EXERCISE REQUIREMENTS:
Gather every line in the records below that contains the word "excavator", and copy each of those lines in full.

--- Begin DATA TO USE ---

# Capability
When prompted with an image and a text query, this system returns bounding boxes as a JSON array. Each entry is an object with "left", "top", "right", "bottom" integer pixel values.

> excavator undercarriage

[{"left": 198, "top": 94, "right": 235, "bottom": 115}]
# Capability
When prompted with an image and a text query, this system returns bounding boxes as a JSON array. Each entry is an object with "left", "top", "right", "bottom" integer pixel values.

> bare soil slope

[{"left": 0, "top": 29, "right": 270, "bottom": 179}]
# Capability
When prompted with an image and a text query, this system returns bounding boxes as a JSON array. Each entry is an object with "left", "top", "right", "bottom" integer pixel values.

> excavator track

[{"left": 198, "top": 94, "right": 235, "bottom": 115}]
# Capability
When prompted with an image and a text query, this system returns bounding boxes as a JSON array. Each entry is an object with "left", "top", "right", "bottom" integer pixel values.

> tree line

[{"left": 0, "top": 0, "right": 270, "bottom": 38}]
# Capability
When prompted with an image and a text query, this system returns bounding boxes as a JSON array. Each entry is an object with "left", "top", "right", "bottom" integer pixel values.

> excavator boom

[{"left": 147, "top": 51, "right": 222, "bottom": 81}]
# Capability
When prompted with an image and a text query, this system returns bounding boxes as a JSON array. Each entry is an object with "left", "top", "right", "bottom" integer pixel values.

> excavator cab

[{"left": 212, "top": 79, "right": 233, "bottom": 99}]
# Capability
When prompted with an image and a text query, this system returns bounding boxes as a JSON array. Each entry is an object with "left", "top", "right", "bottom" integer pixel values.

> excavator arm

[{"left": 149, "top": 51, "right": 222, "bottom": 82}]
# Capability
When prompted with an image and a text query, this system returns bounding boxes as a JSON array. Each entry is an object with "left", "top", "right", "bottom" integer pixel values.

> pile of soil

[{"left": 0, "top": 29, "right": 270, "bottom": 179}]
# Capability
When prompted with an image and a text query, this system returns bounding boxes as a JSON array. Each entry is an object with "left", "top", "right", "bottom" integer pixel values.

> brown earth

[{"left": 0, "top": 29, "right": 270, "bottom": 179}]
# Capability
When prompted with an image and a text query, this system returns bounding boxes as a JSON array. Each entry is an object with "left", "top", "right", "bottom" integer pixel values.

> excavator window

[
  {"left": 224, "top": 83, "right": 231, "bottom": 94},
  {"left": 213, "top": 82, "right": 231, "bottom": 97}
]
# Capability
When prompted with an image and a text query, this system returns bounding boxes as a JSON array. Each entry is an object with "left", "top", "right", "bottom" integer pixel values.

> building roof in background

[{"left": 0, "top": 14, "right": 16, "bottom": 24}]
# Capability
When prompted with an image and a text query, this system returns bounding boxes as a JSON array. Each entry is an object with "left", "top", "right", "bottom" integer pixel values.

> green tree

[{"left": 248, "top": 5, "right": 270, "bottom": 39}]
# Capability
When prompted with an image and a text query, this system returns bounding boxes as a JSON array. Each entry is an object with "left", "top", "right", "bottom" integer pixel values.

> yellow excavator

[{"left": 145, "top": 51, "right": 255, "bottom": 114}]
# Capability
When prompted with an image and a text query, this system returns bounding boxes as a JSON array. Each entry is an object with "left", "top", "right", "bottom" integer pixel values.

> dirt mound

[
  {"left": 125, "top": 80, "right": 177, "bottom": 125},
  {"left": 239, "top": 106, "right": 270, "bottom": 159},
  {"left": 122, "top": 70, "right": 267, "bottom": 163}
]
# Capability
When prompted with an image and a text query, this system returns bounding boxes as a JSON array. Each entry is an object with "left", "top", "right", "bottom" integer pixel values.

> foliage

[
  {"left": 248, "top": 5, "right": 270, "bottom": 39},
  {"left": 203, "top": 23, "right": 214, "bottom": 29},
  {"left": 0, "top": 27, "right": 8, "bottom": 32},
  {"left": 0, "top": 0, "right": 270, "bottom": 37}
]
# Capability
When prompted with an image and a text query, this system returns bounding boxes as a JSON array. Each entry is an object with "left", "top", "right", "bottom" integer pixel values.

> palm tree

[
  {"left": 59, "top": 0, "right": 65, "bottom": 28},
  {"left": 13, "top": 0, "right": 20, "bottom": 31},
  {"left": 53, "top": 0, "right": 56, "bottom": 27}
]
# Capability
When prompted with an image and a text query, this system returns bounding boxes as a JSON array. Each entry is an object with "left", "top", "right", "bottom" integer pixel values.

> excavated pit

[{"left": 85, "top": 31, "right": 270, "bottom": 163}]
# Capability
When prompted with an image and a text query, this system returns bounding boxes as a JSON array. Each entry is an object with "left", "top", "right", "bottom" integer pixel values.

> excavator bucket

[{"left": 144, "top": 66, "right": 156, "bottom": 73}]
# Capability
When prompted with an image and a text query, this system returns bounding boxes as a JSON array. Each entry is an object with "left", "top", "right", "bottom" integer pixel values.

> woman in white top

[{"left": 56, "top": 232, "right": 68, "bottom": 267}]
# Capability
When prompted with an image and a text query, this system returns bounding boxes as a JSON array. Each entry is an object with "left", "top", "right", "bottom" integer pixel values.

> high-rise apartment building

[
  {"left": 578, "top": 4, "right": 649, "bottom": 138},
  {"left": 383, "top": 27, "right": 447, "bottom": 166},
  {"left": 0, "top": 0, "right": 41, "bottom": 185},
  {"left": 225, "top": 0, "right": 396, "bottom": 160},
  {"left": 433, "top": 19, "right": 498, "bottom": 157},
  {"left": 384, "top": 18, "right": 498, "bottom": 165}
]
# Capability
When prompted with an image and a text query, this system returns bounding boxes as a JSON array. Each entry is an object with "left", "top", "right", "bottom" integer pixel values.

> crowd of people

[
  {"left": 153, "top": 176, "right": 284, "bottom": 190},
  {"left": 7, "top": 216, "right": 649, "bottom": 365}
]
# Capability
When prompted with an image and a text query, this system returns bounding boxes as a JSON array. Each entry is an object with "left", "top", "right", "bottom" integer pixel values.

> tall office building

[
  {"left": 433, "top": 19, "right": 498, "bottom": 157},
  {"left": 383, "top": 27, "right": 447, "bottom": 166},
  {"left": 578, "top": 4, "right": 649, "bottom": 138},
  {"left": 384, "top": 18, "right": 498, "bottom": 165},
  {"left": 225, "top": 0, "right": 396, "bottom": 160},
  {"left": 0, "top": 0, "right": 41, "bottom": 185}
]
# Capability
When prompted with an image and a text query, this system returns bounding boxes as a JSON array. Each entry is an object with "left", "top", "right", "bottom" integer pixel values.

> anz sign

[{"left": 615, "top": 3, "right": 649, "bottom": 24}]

--- End DATA TO USE ---
--- Begin DATA TO USE ---

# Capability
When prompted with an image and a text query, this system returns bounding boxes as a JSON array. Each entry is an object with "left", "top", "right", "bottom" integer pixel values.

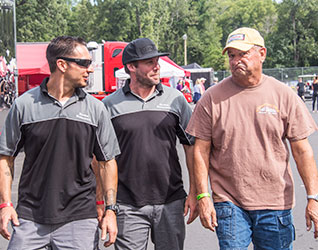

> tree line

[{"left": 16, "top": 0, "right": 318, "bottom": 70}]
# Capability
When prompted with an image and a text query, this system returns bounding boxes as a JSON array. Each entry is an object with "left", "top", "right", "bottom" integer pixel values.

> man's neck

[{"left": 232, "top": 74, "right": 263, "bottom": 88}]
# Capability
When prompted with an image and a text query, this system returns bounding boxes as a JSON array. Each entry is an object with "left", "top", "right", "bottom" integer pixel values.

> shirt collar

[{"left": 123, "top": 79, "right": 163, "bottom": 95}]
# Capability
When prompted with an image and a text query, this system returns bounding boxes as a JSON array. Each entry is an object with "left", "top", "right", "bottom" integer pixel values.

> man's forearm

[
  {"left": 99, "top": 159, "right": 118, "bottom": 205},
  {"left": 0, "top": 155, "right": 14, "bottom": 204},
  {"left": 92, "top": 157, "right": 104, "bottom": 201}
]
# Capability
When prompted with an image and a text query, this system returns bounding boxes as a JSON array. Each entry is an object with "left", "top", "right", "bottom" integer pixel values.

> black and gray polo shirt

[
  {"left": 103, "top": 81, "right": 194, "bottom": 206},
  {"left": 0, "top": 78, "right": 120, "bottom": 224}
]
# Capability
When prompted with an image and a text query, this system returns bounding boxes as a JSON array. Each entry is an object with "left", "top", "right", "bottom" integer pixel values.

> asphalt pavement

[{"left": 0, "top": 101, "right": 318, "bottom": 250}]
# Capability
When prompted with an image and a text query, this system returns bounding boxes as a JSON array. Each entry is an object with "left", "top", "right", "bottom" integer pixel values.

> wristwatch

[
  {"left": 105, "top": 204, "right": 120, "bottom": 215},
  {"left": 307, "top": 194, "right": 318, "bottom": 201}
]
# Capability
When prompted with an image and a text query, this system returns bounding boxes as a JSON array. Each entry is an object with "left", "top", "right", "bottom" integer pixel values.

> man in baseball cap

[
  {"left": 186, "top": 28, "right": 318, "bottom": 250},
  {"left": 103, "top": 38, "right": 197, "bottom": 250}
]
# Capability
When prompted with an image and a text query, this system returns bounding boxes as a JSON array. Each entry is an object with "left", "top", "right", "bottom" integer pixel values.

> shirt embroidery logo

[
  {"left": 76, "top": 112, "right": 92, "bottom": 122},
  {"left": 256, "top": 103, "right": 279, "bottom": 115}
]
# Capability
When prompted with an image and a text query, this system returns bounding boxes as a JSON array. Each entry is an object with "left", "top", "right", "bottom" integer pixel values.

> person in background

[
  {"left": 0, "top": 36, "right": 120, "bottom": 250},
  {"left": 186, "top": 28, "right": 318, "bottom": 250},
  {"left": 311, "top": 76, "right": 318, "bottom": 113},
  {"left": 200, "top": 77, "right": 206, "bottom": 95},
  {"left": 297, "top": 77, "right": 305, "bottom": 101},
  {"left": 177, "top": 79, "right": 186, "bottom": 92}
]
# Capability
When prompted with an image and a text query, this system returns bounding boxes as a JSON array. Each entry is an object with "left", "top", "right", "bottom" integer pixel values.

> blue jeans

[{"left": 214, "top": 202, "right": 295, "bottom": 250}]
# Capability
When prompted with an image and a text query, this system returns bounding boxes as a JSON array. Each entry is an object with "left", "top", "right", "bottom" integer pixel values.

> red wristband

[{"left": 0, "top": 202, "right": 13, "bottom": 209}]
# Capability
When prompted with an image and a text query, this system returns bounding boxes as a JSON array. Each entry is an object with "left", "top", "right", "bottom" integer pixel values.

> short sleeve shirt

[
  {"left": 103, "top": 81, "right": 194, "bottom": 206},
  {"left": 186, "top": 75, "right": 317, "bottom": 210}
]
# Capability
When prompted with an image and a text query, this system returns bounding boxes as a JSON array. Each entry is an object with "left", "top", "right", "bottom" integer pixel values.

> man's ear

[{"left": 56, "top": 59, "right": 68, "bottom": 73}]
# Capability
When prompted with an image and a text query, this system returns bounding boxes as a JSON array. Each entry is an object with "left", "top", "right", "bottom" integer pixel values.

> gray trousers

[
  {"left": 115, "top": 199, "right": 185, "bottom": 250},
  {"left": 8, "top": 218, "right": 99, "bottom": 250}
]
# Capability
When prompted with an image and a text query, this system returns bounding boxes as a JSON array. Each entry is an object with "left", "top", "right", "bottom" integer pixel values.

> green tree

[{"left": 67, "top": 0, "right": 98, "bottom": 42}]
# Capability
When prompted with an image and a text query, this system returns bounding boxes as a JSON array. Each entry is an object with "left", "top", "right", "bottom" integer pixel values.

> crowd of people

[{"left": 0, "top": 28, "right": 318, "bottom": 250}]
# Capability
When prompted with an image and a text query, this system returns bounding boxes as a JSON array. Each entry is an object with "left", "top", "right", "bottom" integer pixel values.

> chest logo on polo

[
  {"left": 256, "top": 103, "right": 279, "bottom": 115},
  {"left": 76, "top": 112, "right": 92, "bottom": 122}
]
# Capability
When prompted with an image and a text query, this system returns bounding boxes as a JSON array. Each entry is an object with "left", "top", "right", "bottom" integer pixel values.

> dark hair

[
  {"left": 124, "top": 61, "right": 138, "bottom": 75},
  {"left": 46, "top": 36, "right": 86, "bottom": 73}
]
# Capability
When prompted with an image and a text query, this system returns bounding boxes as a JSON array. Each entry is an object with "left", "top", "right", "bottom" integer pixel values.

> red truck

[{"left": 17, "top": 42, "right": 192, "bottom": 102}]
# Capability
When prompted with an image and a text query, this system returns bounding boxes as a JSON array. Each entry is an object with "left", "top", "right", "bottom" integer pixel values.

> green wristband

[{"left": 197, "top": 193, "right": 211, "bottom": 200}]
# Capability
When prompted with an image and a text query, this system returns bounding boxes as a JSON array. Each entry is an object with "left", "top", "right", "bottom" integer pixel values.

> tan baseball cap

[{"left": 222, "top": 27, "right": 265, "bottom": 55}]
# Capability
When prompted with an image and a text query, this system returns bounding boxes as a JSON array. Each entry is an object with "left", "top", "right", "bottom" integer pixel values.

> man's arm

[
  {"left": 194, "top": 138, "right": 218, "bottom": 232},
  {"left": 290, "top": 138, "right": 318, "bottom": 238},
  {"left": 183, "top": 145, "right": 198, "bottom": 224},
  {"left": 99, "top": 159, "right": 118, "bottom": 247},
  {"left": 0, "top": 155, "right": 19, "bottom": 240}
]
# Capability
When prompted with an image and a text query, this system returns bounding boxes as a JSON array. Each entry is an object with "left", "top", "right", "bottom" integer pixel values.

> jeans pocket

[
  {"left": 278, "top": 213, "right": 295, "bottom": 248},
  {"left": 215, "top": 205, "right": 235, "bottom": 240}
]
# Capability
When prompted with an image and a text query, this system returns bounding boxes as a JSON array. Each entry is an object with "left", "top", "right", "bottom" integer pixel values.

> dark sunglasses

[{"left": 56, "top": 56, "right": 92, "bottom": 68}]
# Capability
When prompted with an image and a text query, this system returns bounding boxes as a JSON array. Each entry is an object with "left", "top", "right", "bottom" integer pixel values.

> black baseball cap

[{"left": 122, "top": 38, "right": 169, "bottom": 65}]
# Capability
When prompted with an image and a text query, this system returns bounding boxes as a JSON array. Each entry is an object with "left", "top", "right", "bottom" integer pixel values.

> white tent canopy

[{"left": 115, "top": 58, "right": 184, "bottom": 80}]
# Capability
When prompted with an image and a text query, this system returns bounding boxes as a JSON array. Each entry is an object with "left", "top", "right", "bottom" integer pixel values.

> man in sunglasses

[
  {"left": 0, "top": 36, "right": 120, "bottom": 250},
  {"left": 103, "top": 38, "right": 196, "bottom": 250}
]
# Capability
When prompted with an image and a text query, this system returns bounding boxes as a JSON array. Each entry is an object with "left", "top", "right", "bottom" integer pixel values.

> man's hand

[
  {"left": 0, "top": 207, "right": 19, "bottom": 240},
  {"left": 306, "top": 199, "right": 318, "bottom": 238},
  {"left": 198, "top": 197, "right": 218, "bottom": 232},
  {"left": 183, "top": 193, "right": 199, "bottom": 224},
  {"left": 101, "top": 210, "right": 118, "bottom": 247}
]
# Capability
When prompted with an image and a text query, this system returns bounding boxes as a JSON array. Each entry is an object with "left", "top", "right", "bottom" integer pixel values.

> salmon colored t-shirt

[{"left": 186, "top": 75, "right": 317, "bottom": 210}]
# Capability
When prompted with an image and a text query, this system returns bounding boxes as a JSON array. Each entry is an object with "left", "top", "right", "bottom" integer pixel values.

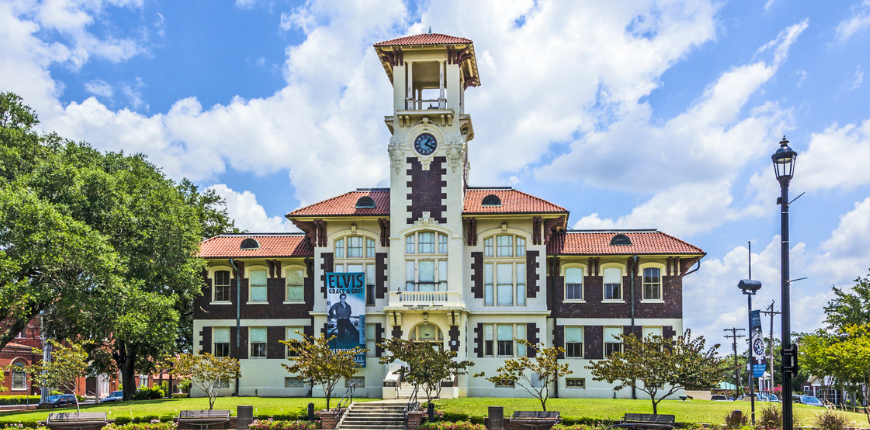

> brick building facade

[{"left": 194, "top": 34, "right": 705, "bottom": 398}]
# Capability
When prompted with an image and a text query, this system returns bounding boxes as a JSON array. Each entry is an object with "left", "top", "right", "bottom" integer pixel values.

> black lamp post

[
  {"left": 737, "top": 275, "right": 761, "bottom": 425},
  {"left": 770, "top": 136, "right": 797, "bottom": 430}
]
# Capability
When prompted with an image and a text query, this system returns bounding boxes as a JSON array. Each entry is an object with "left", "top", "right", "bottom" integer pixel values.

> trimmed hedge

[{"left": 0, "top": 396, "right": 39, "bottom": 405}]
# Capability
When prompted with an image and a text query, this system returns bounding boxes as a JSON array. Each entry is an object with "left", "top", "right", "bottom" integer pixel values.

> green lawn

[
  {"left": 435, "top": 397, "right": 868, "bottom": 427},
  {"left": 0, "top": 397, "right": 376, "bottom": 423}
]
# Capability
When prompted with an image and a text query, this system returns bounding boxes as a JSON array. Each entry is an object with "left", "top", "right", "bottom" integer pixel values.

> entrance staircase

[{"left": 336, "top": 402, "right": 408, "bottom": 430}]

--- End DATA TO USE ---

RESULT OF THE EXERCISE:
> excavator undercarriage
> excavator track
> excavator boom
> excavator cab
> excavator arm
> excavator window
> yellow excavator
> excavator bucket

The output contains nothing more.